begin DATASET EXTRACT
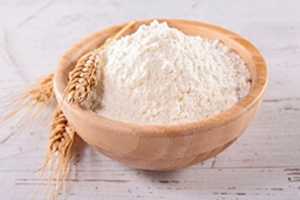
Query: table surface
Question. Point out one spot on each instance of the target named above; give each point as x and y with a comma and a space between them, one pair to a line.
263, 164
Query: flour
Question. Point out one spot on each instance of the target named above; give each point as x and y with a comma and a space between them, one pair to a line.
159, 75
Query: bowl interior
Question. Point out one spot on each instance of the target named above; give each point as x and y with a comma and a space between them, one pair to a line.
244, 48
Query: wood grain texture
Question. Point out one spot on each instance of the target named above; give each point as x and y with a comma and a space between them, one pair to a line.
263, 164
158, 147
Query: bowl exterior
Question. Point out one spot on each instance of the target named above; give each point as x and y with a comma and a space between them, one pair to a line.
161, 152
164, 147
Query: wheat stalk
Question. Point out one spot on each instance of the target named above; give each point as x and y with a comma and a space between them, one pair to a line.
60, 150
43, 91
83, 78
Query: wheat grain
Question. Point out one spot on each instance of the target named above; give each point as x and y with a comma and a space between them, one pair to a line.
60, 150
83, 78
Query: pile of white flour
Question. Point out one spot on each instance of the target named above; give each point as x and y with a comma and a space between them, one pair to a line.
159, 75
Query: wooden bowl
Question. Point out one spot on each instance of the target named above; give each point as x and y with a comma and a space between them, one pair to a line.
165, 147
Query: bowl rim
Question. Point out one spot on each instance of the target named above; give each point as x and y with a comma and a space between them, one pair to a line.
179, 129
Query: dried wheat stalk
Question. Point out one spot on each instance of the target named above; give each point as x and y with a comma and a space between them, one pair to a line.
83, 78
43, 91
60, 150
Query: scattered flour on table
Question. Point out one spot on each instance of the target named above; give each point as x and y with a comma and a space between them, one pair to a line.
159, 75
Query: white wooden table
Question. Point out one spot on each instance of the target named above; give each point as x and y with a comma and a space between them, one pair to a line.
263, 164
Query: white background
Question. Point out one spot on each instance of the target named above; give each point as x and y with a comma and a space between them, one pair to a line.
263, 164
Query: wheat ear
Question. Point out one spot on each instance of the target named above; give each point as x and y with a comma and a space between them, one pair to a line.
83, 78
60, 150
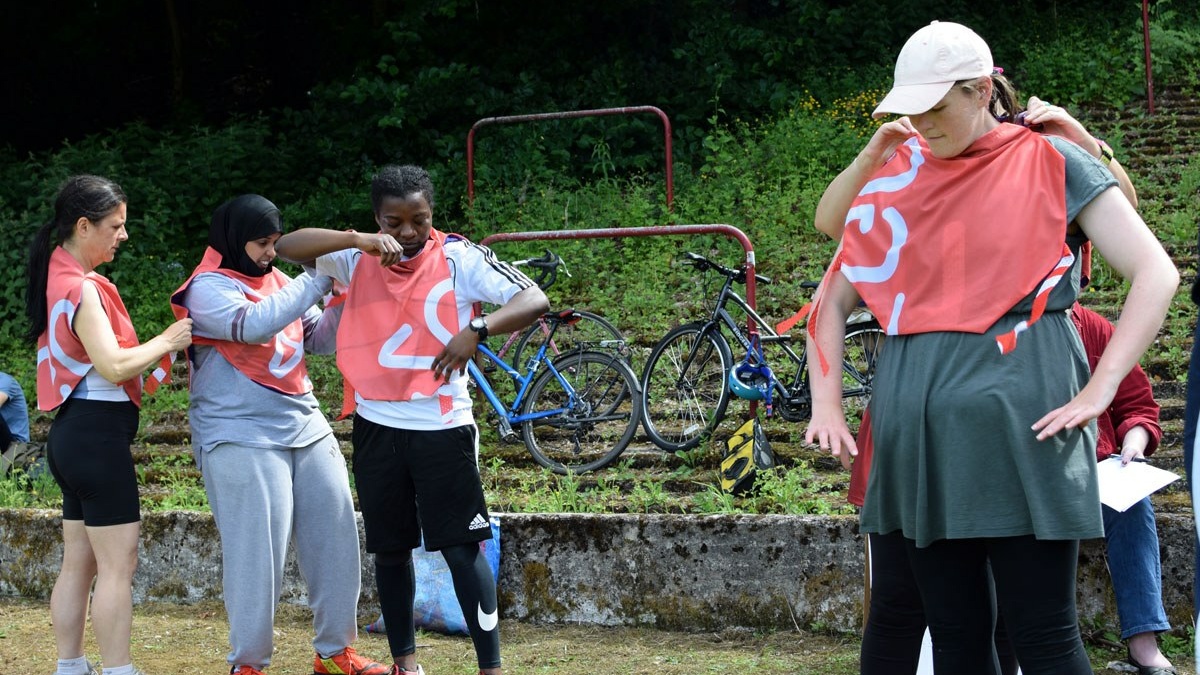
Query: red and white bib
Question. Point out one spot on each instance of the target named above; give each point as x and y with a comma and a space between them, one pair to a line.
925, 249
396, 321
277, 364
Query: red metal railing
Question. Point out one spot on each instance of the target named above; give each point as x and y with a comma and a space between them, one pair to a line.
571, 114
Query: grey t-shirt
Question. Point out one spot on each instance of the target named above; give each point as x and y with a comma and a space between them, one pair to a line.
227, 406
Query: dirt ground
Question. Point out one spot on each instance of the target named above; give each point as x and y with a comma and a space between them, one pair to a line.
191, 640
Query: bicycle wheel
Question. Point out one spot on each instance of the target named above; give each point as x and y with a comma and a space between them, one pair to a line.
591, 332
863, 345
598, 425
684, 393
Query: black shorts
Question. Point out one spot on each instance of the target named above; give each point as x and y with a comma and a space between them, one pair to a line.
413, 482
89, 455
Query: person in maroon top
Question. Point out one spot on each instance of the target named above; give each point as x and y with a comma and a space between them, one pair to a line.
1128, 429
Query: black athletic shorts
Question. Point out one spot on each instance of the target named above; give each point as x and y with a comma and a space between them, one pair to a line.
413, 482
89, 457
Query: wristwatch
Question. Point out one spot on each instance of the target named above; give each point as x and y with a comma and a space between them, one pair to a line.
479, 324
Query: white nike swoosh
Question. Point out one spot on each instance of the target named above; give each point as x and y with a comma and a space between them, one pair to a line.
489, 621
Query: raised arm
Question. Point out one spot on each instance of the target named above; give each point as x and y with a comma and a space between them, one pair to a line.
827, 425
309, 244
520, 311
1133, 251
831, 213
1060, 123
113, 362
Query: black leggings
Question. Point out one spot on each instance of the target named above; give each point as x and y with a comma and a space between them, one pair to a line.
473, 584
1035, 586
89, 457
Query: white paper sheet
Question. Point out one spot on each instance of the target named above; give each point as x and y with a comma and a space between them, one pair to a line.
1121, 487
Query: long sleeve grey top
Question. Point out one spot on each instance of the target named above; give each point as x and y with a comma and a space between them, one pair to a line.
227, 406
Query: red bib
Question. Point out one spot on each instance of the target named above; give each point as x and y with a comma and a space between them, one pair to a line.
61, 359
954, 244
277, 364
396, 321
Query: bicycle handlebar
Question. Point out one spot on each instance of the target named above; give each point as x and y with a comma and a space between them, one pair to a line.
703, 264
547, 268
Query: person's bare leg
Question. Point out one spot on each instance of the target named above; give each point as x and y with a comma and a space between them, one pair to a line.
69, 599
112, 607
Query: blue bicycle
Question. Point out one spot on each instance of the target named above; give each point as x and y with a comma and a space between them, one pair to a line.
576, 412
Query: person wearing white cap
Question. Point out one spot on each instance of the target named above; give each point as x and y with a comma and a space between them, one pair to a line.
963, 236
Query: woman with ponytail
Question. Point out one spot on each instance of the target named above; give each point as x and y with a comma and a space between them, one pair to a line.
89, 370
963, 236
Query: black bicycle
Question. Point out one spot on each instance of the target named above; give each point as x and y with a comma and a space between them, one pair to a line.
685, 382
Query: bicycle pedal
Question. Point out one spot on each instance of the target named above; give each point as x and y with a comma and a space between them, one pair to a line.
507, 434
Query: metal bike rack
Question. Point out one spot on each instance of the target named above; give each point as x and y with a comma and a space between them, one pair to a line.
571, 114
649, 231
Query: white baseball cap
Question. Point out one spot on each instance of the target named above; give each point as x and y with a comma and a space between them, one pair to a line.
930, 63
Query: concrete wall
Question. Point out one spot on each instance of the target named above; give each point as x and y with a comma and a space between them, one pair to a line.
666, 571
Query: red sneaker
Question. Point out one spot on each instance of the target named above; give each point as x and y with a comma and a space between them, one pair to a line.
347, 663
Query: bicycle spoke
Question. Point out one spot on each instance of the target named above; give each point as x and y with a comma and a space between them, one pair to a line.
600, 419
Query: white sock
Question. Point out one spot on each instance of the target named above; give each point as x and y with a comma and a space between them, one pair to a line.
77, 665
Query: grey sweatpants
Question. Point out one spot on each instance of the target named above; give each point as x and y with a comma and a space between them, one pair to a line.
261, 499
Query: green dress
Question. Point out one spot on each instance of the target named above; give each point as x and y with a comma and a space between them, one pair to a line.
954, 452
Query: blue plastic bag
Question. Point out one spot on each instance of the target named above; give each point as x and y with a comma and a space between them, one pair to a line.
436, 608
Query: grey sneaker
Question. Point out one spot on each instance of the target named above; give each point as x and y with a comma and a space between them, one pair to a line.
93, 669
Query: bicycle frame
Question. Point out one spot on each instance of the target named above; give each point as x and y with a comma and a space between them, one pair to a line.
767, 335
510, 417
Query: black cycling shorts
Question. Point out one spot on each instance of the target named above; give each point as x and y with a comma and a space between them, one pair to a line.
413, 482
89, 457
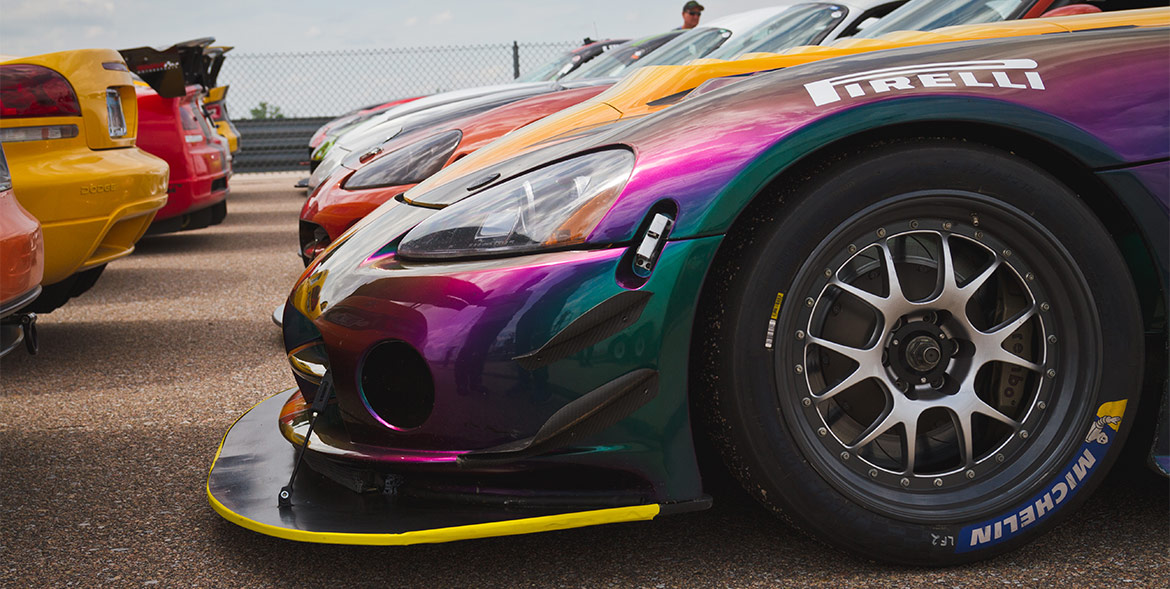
end DATASET EXTRACT
• _REQUIREMENT_
Pull out each line in the records that includes the string "grain" and list those lines in the order they occur.

• _FULL OUTPUT_
Query: wood grain texture
Query: wheat grain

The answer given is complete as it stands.